*** Opening Extracted text ***
In substance, the appellant's contention, as I understood it, was that the primary judge should have found that it was foreseeable the drainage system for the showers would become blocked, causing water to leak onto the walkway and create a slippery surface. In those circumstances, it was submitted, the respondent was negligent in failing to take reasonable steps to prevent such a blockage, or to warn employees of the existence of the wet surface of the walkway if a blockage occurred.
It was not in dispute on the appeal that on the evening in question a blockage occurred in a shower adjacent to the walkway and that it was cleared the next day by a plumber. But there was no evidence to support the appellant's pleaded allegation that the plumbing of the drainage system was itself defective or inadequate. It is also clear that the primary judge did not accept the appellant's evidence that on previous occasions water had leaked onto the walkway [139] ‑ [140]. That is not challenged on the appeal. The evidence also did not reveal how long the water had been on the floor before the appellant came upon it.
What is clear, however, is that the absence of any warning of the presence of water on the walkway played no part in the accident. The appellant was aware there was water on the walkway before he walked over it. He considered that caution was required in those circumstances and said he approached the walkway very carefully because of the presence of the water. The appellant was wearing non‑slip safety boots provided to him by the respondent. There is nothing to suggest that the walkway posed some risk of slipping which was not apparent to the appellant or which could not be overcome by the exercise of ordinary caution.
Moreover, it was the evidence of Mr Cacic, an expert whose report (exhibit 43) was tendered by the appellant, that the walkway had satisfactory wet slip resistance and was satisfactory for pedestrian use under wet conditions. Mr Cacic reached that conclusion based on tests he carried out in 2007. At trial, the appellant contended that the non‑slip surface which was in place when he inspected the area with Mr Cacic in 2007 had been installed since the accident (ts 101). The primary judge rejected that contention [37]. His Honour accepted the evidence of employees of the respondent that the surface had not been altered. That finding is not challenged.
*** Closing Extracted text ***
*** Opening Information provided ***
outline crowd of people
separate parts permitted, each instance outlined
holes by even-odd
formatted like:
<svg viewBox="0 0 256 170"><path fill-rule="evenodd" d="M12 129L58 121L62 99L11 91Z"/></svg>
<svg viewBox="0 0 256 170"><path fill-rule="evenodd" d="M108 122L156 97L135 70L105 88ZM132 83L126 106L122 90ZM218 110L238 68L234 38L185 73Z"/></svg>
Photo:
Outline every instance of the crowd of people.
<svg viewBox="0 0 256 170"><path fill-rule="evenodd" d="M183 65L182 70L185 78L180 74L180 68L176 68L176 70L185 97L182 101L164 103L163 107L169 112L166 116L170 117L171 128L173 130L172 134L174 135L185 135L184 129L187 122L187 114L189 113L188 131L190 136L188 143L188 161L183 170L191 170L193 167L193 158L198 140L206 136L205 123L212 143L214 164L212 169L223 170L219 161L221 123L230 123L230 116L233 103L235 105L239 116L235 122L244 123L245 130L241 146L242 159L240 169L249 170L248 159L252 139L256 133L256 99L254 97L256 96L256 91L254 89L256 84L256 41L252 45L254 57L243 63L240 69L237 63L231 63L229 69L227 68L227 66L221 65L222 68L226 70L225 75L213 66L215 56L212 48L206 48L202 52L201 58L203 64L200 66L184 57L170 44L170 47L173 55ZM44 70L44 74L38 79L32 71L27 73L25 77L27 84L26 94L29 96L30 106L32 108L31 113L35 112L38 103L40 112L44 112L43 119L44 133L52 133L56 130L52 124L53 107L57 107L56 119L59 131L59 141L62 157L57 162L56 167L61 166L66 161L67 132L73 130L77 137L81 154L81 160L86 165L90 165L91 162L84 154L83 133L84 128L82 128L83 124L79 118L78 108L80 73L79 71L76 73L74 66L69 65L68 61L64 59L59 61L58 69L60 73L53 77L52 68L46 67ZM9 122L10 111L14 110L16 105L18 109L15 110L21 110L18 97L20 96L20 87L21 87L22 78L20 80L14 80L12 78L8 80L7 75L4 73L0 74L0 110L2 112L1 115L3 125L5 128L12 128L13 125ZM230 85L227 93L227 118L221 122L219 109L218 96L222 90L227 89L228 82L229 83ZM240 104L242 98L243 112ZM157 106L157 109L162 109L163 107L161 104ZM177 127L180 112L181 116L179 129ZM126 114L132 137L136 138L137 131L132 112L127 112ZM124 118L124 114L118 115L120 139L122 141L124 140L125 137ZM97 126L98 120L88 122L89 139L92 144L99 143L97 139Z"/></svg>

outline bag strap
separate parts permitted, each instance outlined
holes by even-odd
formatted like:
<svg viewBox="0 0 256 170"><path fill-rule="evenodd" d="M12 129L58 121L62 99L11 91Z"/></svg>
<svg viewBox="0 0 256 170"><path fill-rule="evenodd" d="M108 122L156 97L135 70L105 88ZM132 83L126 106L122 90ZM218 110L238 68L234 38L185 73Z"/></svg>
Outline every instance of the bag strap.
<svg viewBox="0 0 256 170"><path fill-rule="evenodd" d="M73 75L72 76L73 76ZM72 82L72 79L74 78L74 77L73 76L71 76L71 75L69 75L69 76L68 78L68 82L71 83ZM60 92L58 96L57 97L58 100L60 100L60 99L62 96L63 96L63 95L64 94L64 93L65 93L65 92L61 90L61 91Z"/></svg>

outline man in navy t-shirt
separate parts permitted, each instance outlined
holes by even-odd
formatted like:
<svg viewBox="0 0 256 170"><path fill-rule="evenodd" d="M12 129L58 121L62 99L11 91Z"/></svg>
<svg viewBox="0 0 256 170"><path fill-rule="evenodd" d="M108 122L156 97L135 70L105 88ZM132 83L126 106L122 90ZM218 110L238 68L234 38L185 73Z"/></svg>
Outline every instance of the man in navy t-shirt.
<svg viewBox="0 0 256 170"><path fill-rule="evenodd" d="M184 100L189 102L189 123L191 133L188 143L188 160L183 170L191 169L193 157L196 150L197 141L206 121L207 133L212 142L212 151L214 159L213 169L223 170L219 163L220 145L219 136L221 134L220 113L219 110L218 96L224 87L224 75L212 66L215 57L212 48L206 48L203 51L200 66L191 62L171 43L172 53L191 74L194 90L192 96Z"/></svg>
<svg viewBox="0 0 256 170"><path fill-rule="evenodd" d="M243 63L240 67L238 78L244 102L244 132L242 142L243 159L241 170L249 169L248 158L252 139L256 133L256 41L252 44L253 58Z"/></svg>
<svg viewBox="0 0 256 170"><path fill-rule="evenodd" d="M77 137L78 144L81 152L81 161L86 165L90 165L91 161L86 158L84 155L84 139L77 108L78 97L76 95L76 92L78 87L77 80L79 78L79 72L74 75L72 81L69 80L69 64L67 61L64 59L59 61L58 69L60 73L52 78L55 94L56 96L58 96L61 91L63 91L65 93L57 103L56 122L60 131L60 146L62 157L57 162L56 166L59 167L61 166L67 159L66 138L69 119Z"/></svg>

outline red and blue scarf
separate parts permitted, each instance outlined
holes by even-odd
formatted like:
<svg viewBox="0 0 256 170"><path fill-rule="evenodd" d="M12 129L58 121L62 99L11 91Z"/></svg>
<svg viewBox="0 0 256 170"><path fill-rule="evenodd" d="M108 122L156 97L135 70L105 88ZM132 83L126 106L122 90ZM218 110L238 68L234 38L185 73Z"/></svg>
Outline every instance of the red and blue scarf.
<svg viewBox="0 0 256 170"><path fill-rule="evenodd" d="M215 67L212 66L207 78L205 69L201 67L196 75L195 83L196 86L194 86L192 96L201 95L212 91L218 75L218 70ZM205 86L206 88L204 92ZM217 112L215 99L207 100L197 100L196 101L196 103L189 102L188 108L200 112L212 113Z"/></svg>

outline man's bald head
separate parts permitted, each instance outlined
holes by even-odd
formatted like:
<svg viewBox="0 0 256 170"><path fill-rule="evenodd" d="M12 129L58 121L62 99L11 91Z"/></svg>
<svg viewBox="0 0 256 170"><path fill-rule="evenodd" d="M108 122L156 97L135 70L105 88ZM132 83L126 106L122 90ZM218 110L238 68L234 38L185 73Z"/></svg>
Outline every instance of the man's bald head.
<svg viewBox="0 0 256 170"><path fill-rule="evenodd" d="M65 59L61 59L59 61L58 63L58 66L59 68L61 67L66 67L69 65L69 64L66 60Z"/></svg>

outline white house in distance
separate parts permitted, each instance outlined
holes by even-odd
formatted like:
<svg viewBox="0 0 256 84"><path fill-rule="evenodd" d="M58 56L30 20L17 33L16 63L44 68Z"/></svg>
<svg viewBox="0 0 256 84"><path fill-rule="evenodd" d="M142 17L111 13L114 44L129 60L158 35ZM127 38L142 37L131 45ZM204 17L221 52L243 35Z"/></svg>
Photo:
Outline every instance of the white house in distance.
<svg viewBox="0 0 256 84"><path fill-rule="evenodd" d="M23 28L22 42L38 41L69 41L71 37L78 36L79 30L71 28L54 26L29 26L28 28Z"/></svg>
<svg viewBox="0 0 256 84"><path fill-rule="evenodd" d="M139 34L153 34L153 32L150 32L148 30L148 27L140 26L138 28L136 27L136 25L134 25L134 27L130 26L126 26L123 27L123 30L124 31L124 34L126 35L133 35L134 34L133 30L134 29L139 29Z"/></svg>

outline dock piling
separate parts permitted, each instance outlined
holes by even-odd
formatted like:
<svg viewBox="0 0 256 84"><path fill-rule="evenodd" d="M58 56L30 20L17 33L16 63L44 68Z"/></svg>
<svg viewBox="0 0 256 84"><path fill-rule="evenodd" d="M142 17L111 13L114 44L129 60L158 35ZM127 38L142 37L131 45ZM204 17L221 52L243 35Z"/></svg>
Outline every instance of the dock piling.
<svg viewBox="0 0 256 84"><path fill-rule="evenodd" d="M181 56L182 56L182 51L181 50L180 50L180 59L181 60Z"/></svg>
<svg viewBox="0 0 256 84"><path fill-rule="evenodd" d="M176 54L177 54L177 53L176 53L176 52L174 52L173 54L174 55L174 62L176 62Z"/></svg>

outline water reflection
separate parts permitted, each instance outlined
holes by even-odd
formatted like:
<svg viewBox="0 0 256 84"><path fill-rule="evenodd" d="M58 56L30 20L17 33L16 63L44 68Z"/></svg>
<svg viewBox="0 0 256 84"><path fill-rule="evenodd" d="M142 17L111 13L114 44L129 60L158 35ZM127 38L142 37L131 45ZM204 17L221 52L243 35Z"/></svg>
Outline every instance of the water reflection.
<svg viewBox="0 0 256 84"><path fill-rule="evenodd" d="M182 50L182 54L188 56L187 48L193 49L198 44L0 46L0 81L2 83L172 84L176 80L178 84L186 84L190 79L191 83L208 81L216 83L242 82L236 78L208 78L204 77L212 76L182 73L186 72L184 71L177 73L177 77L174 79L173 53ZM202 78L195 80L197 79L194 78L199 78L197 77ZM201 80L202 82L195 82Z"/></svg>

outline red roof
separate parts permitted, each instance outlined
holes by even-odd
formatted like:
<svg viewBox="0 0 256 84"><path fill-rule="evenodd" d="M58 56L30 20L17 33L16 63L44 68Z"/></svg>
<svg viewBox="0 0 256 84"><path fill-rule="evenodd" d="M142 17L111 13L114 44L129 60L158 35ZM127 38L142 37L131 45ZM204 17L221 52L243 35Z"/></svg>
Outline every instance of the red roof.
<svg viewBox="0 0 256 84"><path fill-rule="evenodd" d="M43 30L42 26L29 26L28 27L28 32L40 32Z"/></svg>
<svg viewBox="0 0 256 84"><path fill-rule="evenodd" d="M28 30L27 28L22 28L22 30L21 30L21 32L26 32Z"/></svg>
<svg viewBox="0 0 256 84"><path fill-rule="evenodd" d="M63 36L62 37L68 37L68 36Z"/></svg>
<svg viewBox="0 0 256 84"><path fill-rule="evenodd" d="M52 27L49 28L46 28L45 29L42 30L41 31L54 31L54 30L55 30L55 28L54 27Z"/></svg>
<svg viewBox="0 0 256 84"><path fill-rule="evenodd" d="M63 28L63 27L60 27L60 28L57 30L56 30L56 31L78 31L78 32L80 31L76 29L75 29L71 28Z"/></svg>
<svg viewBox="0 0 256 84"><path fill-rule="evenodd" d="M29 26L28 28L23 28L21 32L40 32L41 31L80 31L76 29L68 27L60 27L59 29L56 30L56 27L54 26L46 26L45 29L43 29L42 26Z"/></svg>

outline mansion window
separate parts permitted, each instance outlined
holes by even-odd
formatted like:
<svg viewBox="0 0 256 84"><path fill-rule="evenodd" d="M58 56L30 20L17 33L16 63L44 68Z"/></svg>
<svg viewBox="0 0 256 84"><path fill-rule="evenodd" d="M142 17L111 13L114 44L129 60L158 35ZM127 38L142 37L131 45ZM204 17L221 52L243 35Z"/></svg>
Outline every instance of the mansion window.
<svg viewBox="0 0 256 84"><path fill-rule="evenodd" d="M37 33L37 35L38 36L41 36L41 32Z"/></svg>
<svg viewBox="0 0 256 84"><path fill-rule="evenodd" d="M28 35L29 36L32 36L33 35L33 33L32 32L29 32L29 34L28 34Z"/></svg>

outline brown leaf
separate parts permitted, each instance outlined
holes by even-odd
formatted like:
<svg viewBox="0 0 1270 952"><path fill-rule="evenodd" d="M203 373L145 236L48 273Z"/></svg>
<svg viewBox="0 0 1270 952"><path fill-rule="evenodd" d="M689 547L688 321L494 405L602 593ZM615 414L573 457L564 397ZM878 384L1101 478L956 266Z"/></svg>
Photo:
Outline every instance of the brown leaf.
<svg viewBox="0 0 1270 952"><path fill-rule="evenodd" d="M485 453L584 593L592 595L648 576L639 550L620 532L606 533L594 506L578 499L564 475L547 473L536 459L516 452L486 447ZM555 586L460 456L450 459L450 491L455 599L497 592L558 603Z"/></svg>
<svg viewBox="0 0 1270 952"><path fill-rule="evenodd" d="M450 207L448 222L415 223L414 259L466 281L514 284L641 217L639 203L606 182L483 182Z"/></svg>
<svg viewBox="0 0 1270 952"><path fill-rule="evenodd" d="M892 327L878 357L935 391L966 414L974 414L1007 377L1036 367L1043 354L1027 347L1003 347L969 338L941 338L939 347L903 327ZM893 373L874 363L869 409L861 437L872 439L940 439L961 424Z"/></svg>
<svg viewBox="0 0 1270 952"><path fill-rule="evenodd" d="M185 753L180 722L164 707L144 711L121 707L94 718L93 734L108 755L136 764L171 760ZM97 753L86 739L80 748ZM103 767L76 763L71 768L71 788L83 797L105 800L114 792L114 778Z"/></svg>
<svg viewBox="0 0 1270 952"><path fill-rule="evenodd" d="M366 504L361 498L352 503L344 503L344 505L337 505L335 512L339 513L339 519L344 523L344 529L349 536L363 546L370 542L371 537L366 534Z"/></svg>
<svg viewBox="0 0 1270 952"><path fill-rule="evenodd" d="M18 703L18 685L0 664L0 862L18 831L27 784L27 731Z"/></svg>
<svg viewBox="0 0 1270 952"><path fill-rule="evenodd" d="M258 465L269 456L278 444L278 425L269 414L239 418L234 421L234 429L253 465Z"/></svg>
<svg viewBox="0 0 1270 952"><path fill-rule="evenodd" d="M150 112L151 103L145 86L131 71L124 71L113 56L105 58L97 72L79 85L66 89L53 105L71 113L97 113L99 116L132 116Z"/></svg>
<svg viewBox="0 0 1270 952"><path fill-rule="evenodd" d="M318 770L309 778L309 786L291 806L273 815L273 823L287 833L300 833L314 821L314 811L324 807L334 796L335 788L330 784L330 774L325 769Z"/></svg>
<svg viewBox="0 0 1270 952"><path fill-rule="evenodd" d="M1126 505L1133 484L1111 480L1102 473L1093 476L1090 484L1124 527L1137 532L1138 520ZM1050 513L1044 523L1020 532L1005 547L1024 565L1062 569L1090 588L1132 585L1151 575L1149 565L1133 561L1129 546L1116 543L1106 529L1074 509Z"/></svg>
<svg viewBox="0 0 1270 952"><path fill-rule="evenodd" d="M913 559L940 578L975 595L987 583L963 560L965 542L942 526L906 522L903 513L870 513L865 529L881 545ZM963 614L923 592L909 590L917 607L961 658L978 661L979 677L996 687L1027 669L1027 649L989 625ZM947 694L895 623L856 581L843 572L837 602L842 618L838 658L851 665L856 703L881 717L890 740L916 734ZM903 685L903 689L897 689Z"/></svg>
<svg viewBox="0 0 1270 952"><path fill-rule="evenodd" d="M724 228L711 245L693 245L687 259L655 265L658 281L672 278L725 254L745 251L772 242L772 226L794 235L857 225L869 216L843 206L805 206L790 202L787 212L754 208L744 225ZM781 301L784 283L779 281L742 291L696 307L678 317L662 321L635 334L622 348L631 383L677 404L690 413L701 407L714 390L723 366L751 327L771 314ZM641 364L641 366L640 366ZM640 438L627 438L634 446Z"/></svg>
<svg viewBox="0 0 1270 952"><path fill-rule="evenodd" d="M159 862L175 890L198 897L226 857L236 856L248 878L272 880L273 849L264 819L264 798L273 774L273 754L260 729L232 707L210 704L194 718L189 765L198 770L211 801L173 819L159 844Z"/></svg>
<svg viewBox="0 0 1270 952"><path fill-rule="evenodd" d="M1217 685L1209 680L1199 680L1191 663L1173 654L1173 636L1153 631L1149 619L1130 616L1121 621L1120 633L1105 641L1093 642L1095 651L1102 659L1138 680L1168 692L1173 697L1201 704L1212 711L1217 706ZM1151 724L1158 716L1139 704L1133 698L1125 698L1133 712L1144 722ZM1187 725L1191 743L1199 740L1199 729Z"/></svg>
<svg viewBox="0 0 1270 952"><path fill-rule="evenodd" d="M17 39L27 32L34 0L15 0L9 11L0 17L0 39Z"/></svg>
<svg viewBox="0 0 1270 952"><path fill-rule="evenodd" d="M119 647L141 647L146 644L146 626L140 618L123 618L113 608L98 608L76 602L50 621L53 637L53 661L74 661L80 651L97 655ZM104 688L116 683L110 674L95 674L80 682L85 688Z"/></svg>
*** Closing Information provided ***
Activities:
1. According to the judgment excerpt, what footwear was the appellant wearing when he crossed the walkway?
2. Continue the judgment excerpt on the walkway slip appeal, starting after its final sentence.
The entries are separate material and are not part of the judgment excerpt.

Answers for the exercise:
1. Non-slip safety boots provided to him by the respondent.

2.
In the circumstances, it is not surprising that the primary judge found the appellant's dramatic account of the accident to be improbable. The appellant was wearing non‑slip boots, he was aware of the water, he said
he exercised particular care because of the presence of the water, and the surface of the walkway was satisfactory for pedestrian use under wet conditions. How the appellant could have fallen over and suffered an injury on the walkway, much less how he could have fallen in the dramatic way he described, is inexplicable on the evidence at trial.
The onus lay on the appellant to establish, on the balance of probabilities, that a breach of duty on the part of the respondent was a cause of the injuries he allegedly suffered. On the evidence the appellant failed to do so. However the appellant's injuries may have come about (if, indeed, he suffered the alleged injuries), the appellant failed to show that they were caused by any breach of duty on the part of the respondent.
In my view, the primary judge correctly found that the appellant had failed to make out his claim.
Conclusion
I would dismiss the appeal.
MURPHY JA: I have had the advantage of reading the reasons of Newnes JA in draft. I have also examined the relevant surveillance films and other evidence to which his Honour has referred in his reasons.
I agree with Newnes JA that the appeal should be dismissed, for the reasons which his Honour gives.